» **Problem details**
Identify each line in the data below that contains the word "white" and copy those lines in full. Count only matches with the same capitalization.

====== Input rows ======

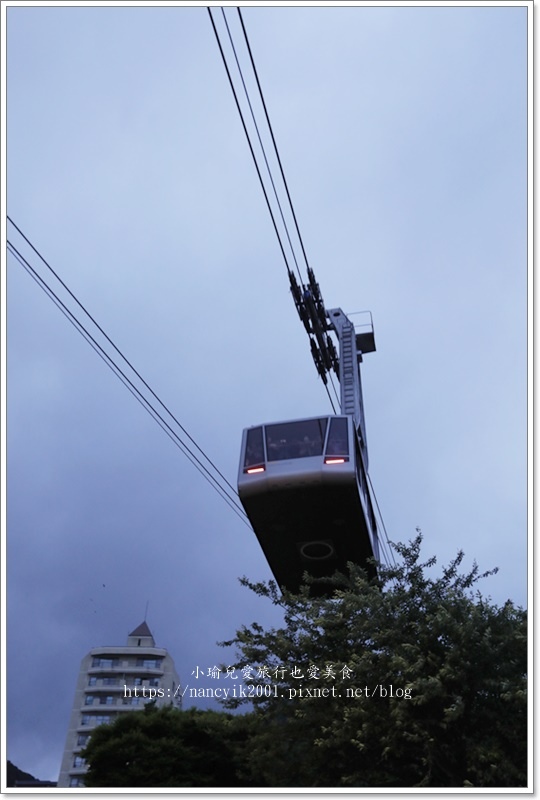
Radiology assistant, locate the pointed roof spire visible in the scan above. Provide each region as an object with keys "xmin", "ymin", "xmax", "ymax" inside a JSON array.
[{"xmin": 129, "ymin": 620, "xmax": 152, "ymax": 636}]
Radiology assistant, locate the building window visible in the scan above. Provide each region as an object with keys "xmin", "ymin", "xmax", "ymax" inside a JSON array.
[
  {"xmin": 94, "ymin": 714, "xmax": 111, "ymax": 725},
  {"xmin": 137, "ymin": 658, "xmax": 162, "ymax": 669},
  {"xmin": 99, "ymin": 694, "xmax": 114, "ymax": 706},
  {"xmin": 92, "ymin": 658, "xmax": 118, "ymax": 669}
]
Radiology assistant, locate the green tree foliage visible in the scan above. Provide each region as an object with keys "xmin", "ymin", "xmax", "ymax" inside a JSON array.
[
  {"xmin": 222, "ymin": 532, "xmax": 527, "ymax": 787},
  {"xmin": 82, "ymin": 703, "xmax": 255, "ymax": 788}
]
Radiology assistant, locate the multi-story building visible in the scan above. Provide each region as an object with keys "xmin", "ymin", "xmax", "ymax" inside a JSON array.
[{"xmin": 58, "ymin": 622, "xmax": 182, "ymax": 787}]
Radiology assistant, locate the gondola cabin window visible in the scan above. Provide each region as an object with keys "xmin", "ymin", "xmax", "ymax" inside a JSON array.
[{"xmin": 265, "ymin": 417, "xmax": 328, "ymax": 461}]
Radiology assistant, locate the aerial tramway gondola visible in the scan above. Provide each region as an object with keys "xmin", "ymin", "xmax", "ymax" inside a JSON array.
[
  {"xmin": 238, "ymin": 270, "xmax": 379, "ymax": 594},
  {"xmin": 238, "ymin": 416, "xmax": 379, "ymax": 593}
]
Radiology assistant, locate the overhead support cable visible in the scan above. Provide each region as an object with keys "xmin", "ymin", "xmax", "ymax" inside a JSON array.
[
  {"xmin": 7, "ymin": 215, "xmax": 236, "ymax": 504},
  {"xmin": 7, "ymin": 225, "xmax": 251, "ymax": 527},
  {"xmin": 221, "ymin": 8, "xmax": 302, "ymax": 280},
  {"xmin": 208, "ymin": 8, "xmax": 337, "ymax": 414},
  {"xmin": 237, "ymin": 6, "xmax": 309, "ymax": 280}
]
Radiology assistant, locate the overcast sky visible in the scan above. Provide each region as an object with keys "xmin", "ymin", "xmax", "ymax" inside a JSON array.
[{"xmin": 3, "ymin": 3, "xmax": 532, "ymax": 780}]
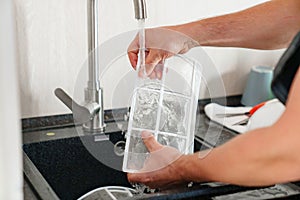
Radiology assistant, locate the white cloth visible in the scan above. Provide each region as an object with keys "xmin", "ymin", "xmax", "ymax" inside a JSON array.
[{"xmin": 204, "ymin": 103, "xmax": 252, "ymax": 133}]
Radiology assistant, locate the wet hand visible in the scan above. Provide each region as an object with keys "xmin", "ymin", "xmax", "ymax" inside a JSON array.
[
  {"xmin": 127, "ymin": 27, "xmax": 198, "ymax": 78},
  {"xmin": 127, "ymin": 132, "xmax": 185, "ymax": 189}
]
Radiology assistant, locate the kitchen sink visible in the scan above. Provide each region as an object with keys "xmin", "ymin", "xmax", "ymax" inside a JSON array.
[
  {"xmin": 23, "ymin": 113, "xmax": 300, "ymax": 200},
  {"xmin": 23, "ymin": 124, "xmax": 206, "ymax": 199}
]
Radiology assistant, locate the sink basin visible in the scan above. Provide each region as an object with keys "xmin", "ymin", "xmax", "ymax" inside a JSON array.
[
  {"xmin": 23, "ymin": 133, "xmax": 131, "ymax": 199},
  {"xmin": 23, "ymin": 128, "xmax": 206, "ymax": 199}
]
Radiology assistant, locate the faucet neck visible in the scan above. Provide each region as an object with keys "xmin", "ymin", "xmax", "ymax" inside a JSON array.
[{"xmin": 133, "ymin": 0, "xmax": 147, "ymax": 20}]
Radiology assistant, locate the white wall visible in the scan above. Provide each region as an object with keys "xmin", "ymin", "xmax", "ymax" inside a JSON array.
[
  {"xmin": 15, "ymin": 0, "xmax": 282, "ymax": 118},
  {"xmin": 0, "ymin": 0, "xmax": 23, "ymax": 200}
]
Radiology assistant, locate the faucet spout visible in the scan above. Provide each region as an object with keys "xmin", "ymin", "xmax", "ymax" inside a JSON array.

======

» **Output below**
Radiology assistant, locate the white cloth visible in the scan above. Provide each region as an object with keys "xmin", "ymin", "xmax", "ymax" inside a JSON array.
Radiology assistant, locate the white wall visible in the scan above. Provide each region as an object with keys "xmin", "ymin", "xmax", "ymax" inside a JSON array.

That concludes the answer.